▶ Outline labeling records

*-*-*

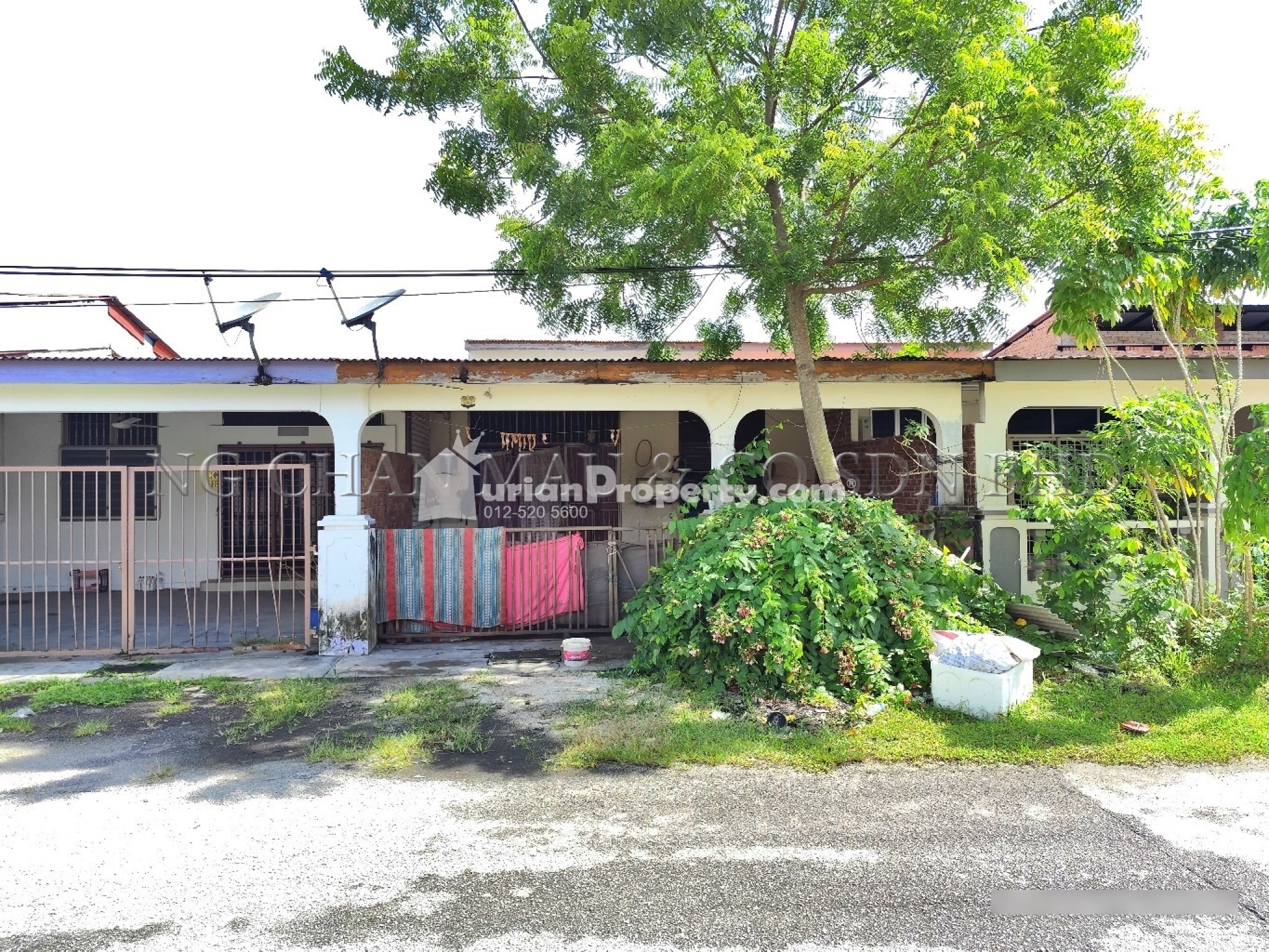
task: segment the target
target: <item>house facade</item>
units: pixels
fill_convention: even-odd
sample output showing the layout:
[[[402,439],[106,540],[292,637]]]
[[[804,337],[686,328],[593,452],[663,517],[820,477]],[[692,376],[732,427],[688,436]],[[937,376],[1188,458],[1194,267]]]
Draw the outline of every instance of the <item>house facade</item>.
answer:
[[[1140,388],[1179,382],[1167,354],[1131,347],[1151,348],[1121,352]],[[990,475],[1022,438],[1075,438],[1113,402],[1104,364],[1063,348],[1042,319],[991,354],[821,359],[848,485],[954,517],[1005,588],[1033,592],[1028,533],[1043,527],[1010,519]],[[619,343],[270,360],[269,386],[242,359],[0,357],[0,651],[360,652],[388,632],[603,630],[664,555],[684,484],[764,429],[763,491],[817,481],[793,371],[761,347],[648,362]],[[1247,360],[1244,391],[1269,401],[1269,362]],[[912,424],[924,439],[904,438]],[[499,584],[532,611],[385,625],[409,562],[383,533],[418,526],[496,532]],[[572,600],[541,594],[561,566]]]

*-*-*

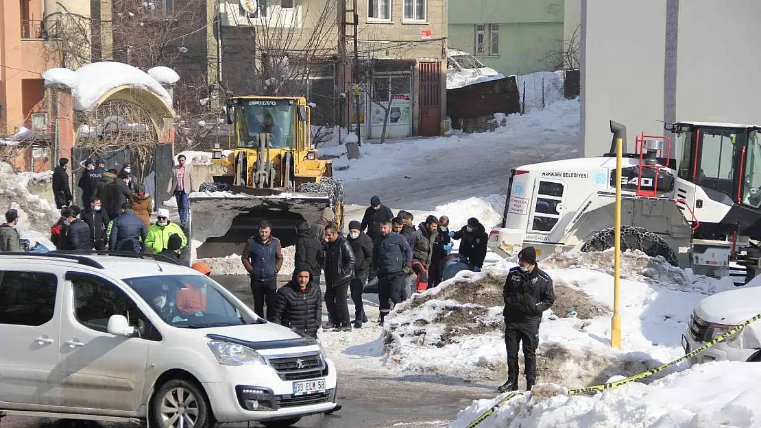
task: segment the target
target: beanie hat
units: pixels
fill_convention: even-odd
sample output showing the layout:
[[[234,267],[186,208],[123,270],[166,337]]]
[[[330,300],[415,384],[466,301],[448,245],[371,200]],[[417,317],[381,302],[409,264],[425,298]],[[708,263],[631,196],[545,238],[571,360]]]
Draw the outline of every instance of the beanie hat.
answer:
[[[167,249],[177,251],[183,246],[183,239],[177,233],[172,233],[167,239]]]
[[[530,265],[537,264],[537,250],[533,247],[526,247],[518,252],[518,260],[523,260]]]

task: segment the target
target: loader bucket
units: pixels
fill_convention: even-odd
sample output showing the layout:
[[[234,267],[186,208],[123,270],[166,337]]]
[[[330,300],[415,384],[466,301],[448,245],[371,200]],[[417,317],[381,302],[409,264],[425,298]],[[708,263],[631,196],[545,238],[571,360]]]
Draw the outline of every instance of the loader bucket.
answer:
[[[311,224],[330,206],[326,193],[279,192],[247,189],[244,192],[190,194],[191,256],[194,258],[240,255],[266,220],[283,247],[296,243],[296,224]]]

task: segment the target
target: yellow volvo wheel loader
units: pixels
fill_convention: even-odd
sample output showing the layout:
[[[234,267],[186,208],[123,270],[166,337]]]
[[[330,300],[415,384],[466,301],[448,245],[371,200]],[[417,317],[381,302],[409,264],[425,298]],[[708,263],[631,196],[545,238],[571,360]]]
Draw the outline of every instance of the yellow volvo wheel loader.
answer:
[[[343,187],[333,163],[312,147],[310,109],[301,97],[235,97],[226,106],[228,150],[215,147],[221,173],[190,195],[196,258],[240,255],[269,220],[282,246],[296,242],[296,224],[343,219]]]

*-*-*

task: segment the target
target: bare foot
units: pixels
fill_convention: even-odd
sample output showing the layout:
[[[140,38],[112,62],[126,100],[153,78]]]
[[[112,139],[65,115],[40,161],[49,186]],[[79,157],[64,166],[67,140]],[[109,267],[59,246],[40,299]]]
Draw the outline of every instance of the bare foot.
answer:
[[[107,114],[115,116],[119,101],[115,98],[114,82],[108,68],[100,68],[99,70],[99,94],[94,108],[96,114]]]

*-*-*

▶ What to do
Find each line in the rows above that contains the string "bucket", matching case exactly, and copy every such line in full.

▶ Answer for the task
target: loader bucket
Draw the outline of every instance of the loader bucket.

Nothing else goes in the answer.